_Given task A_.
Answer these questions from the farm column:
(i) What do all forecasts for July/August predict?
(ii) For how many years did the writer teach the creed to secondary students?
(iii) Who is named as the author of "The FFA Creed"?
_Given task B_. Count the lines in the entries that contain the word "ceiling", and give only the number.

_Excerpted passage_.

Farm Management Minute: I believe…

Farm Forum

This past month, I have driven across my territory where we have a seen an abundance of rain. Farmers are just starting to get back in the field and predictions of more rain are on the way at the beginning of the week. All forecasts for July/August are predicting above average temperatures with below normal rainfall. I am hoping these predictions are wrong, but we know it can easily happen on the Plains. My old home stomping grounds are still on the verge of drought as they received little snow this winter and have been on the short end of the rain this spring. With all these things going through my mind, a creed that I learned in high school and taught for twenty years to secondary students popped into my head — “The FFA Creed” by E.M. Tiffany.

Tiffany stated in the first paragraph, “I believe in the future of agriculture, with a faith born not of words, but of deeds.” In these changing times, everyone who lives on the land, I think, still lives by this mantra. Whether you know this phrase from sitting in a high school agriculture class or are just reading it for the first time, this is who we are as farmers and ranchers. It takes faith to pray for rain, knowing that it could come in the form of hail. It takes faith to plant seeds in the ground every spring, nurture those seeds, and hope to get a harvest in the fall. It takes faith when the markets are on a downward trend and you have the best crop you have ever raised. It takes faith when cattle markets take the biggest fall in the shortest time period in history.

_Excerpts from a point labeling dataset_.

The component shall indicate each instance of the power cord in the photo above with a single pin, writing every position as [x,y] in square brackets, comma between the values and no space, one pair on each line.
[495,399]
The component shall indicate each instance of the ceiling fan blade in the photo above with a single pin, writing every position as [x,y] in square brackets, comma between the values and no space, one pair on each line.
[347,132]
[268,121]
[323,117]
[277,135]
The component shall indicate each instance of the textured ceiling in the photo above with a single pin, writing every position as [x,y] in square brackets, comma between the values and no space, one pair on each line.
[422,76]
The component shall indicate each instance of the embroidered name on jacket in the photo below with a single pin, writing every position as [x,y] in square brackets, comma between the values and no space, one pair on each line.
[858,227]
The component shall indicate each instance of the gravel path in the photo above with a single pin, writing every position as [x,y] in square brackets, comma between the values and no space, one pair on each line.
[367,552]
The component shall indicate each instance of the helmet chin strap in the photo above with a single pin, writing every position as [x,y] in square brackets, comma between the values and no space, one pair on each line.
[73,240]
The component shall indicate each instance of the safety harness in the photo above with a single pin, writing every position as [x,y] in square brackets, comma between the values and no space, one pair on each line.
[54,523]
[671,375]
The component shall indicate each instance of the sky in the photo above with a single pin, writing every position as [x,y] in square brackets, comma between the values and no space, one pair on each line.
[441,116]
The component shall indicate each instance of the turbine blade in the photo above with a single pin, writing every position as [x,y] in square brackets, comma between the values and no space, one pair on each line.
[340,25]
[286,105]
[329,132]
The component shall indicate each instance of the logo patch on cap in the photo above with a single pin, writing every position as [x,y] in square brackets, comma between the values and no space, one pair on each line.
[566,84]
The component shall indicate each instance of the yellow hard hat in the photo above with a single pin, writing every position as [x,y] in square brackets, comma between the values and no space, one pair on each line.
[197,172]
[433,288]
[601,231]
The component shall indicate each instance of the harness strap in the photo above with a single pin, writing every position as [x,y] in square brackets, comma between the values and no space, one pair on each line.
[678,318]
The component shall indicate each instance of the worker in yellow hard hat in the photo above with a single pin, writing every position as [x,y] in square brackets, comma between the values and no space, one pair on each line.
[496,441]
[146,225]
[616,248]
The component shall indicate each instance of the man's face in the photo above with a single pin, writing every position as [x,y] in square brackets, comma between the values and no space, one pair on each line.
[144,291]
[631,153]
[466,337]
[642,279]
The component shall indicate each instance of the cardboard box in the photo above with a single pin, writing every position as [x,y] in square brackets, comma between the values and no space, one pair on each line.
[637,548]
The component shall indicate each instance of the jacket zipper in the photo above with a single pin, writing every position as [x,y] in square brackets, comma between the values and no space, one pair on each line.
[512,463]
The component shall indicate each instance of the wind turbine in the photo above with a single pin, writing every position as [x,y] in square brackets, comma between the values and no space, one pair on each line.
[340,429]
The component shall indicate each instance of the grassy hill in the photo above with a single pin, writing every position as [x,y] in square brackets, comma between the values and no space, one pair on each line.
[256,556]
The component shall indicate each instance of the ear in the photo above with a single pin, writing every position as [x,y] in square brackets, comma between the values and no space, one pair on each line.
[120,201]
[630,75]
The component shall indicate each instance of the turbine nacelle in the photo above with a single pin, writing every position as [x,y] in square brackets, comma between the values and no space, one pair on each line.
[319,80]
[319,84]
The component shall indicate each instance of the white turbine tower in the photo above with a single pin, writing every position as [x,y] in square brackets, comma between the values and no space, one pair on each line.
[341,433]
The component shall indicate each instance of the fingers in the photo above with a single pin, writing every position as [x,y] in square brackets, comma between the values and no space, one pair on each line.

_Complete response A_.
(i) Above average temperatures with below normal rainfall.
(ii) Twenty years.
(iii) E.M. Tiffany.

_Complete response B_. 2